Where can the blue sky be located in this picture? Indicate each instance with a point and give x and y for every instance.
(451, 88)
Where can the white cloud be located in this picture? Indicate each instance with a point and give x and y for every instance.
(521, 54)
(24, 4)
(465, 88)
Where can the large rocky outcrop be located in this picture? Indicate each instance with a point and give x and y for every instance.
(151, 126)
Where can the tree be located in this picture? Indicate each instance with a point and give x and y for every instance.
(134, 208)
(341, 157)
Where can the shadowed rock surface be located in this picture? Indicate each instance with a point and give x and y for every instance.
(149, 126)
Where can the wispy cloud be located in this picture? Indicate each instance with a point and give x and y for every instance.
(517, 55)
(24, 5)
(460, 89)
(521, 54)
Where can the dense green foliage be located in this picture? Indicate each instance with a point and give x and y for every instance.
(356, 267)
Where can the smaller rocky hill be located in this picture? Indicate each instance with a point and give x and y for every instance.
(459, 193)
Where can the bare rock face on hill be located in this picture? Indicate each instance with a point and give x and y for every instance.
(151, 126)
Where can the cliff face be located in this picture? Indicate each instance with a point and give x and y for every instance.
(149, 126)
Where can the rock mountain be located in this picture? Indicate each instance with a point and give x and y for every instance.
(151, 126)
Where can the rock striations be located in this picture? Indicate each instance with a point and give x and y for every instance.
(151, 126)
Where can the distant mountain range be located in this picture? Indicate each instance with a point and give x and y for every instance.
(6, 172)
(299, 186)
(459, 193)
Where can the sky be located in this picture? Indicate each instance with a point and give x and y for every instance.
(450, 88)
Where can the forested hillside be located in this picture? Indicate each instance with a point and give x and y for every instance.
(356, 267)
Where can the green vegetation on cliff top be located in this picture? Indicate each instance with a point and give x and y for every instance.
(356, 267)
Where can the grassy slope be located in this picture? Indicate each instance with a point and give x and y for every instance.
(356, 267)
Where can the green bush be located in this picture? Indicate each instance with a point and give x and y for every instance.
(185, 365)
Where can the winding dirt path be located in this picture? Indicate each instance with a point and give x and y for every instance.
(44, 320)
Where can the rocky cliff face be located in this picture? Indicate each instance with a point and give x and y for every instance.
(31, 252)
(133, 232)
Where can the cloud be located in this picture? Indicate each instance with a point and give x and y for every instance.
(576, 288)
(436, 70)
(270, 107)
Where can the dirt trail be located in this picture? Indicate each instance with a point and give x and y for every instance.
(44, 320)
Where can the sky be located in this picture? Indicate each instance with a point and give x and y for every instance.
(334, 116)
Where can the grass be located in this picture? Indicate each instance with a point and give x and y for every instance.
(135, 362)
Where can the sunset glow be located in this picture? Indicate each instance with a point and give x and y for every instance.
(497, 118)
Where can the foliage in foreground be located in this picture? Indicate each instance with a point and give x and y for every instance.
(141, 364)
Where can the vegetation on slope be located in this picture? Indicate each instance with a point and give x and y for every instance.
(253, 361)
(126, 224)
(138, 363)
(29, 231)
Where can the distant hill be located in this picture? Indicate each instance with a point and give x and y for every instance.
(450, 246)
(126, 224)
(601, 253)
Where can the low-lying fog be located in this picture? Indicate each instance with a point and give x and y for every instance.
= = = =
◆ TASK OBJECTIVE: Nothing in the records may be altered; restate them word for word.

◆ SOLUTION BELOW:
Where can the blue sky be located in this picture? Indicate each instance with a point and give x and y for every instance.
(451, 88)
Where can the white cloud be located in this picture? Indicate each instance with a point and give x and y for every instance.
(521, 54)
(24, 4)
(465, 88)
Where can the large rocky outcrop be located in this picture? Indicate each instance with a point and give x and y for every instance.
(151, 126)
Where can the tree be located in this picture? Indicate each instance with a point and give x and y for every instance.
(134, 208)
(341, 157)
Where can the shadowed rock surface be located in this picture? Indicate each instance with a point and give x and y for every instance.
(149, 126)
Where can the wispy cloud be located in this picture? Indicate each instance with a point and give x and y for every instance.
(517, 55)
(24, 5)
(460, 89)
(521, 54)
Where can the dense green foliage be located in this picture? Indicate each instance with a point and give x and y for every instance.
(356, 267)
Where can the smaller rocky hill be located in this picture? Indicate each instance with a point and give x and y for every instance.
(459, 193)
Where can the bare rock face on hill be located in this picture? Indicate each instance with a point and give x and y for every instance.
(151, 126)
Where can the cliff face be located in this picture? Indicate each instance with a point and give x and y for every instance.
(149, 126)
Where can the rock mountain be located in this picture? Indicate each instance with a point and give x and y for every instance.
(151, 126)
Where can the rock striations be located in this picture? Indicate each instance with a point and give x and y for every instance.
(151, 126)
Where can the distant mountain range be located in this picture? Indicate each instance with a point and give x and y for every instance.
(6, 172)
(299, 186)
(459, 193)
Where can the sky be located in this picture? Indicate each instance with a point and give x and y for every instance.
(450, 88)
Where can the forested hillside be located in this picture? Indicate each instance with a point and give x and y for every instance.
(356, 267)
Where can the green vegetation on cliff top be located in this picture? Indicate each instance with a point and give x and y for every instance.
(356, 267)
Where can the grassy slope be located in this picture? Indicate each instance with a point and give x and y for every instance.
(356, 267)
Where can the green bush be located in this picture? Indicate each instance with a point and give x and y for every instance.
(185, 365)
Where can the winding dirt path be located in this picture? Indicate each instance with a point and give x and y for every instance.
(44, 320)
Where can the rocky cliff face be located in this picture? Indicate each instance with a point and give x and y for every instance.
(31, 252)
(133, 232)
Where can the cloud be located in this picture? Indicate each instance with a point and give x and y for every instance.
(576, 288)
(436, 70)
(270, 107)
Where can the dirt trail be located in this picture? Indicate each instance with a point and give x and y for every instance.
(44, 320)
Where can the sky be located in this picture? Indicate each instance with a point and give x and y for every instance.
(334, 116)
Where can the grass be located in this picture? Indicate each instance with a point and give x and y for every instance.
(135, 362)
Where can the sunset glow be located in this picture? Indicate each instance with a point and give x and y for every instance.
(497, 118)
Where can the foliage in foreground be located in this picture? Indicate each instance with a point and give x and y for every instance.
(141, 364)
Where can the vegetation on slope be located in this picture? Indicate each instance with a point and give x and y for every instance.
(253, 361)
(126, 224)
(138, 363)
(29, 231)
Where can the distant hill be located in this picture? Indicate each instance with a point and give x and y for every instance.
(450, 246)
(126, 224)
(601, 253)
Where can the low-lying fog be located in this picture? Indicate each instance with a point and give x and y for every instance.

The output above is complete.